> Yönerge A
Metnin ardından gelen satırlarda "Where can the woman's" geçen satırdan başlayın, "point(414, 40)" geçen satırdan sonra durun ve bu aralığı "sidewalk" yerine "pavement" yazarak, başka hiçbir şeyi değiştirmeden düzenleyin. Resimleri cevabınıza almayın.

Buradasınız
Ekmek, Gül, Bir de Hürriyet!

İnsan, toplumsal iletişim aracı olarak dil ve yazının yanı sıra sembollere de başvurur. Semboller duygu, düşünce ve hayalleri etkili şekilde anlatabilmenin, toplumsal aidiyet duygusunu güçlendirmenin aracıdır. Döneme, coğrafyaya, kültüre göre farklılıklar gösterir. Kimi sembol ve imgeler ise evrenseldir. Hangi coğrafyada olursa olsun, hangi dilde konuşulursa konuşulsun aynı şeyi ifade eder. Ateş mesela özgürlüktür, yaşamdır, kararlılıktır. Karanlık insanlar için tehlikeli, ürkütücü ve bilinmezliklerle doludur. Aydınlık güvenlidir, mutlu yarınları muştular. Bu yüzden bütün kültürlerde karanlık ölümü ve kötülüğü; aydınlık ise yaşamı, iyiliği ve sevinci simgeler.
Tarihin belirli bir döneminde sınıfsız toplumların yerini sınıflı toplumlar aldı. Yani bir avuç asalak çoğunluğun ürettiğine el koymaya başladı. Egemen sınıf sadece üretilenlere el koymadı, tüm topluma kendi çıkarlarını yansıtan fikirleri dayattı. Sanat da, bilim de, semboller de egemen sınıfların hâkimiyetine girdi. Ama egemenlere karşı ezilen ve sömürülen emekçilerin mücadelesi geliştikçe, ezilenler de kendi imgelerini, sembollerini, hikâyelerini yarattılar. İki bin yıl önce köleliğe isyan eden Spartaküs’ün hikâyesi mesela; kuşaktan kuşağa, dilden dile aktarıldı. Ezilenlerin zulme boyun eğmemesinin, başkaldırmasının simgesi oldu.

> Verilen Malzeme
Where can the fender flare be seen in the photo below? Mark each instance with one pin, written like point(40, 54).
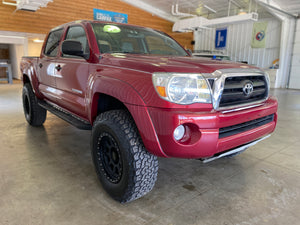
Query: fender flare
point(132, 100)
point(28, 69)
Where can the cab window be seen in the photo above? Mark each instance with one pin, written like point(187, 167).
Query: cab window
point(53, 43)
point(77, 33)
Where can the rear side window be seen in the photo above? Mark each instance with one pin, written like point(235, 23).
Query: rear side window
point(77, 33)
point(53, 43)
...
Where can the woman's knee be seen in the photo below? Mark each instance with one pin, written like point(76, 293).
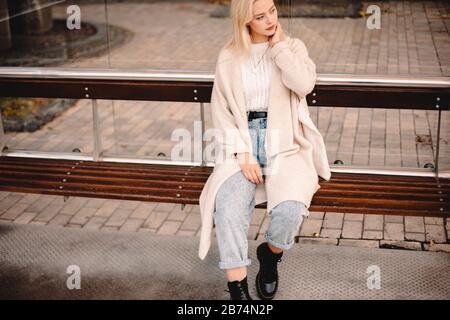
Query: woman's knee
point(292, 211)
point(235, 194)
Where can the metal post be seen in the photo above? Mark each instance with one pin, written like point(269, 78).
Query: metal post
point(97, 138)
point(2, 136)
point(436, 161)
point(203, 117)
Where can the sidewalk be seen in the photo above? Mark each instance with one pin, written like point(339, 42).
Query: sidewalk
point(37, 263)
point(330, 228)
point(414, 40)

> Yönerge B
Okuma parçasına göre bütün kültürlerde karanlığın neyi simgelediğini yazın.

> Alıştırma Cevabı A
Where can the woman's knee be seen in the photo below? Mark each instance with one pin, written like point(76, 293).
Query: woman's knee
point(292, 211)
point(235, 194)
Where can the metal post be seen in the photo above? Mark each instance with one pin, written like point(269, 78).
Query: metal post
point(97, 138)
point(2, 136)
point(436, 161)
point(203, 117)
Where can the pavement be seen in the photo above? Mark each instance with one pin, written like point(339, 42).
Query: pavement
point(37, 263)
point(330, 228)
point(414, 40)

> Alıştırma Cevabı B
Karanlık ölümü ve kötülüğü simgeler.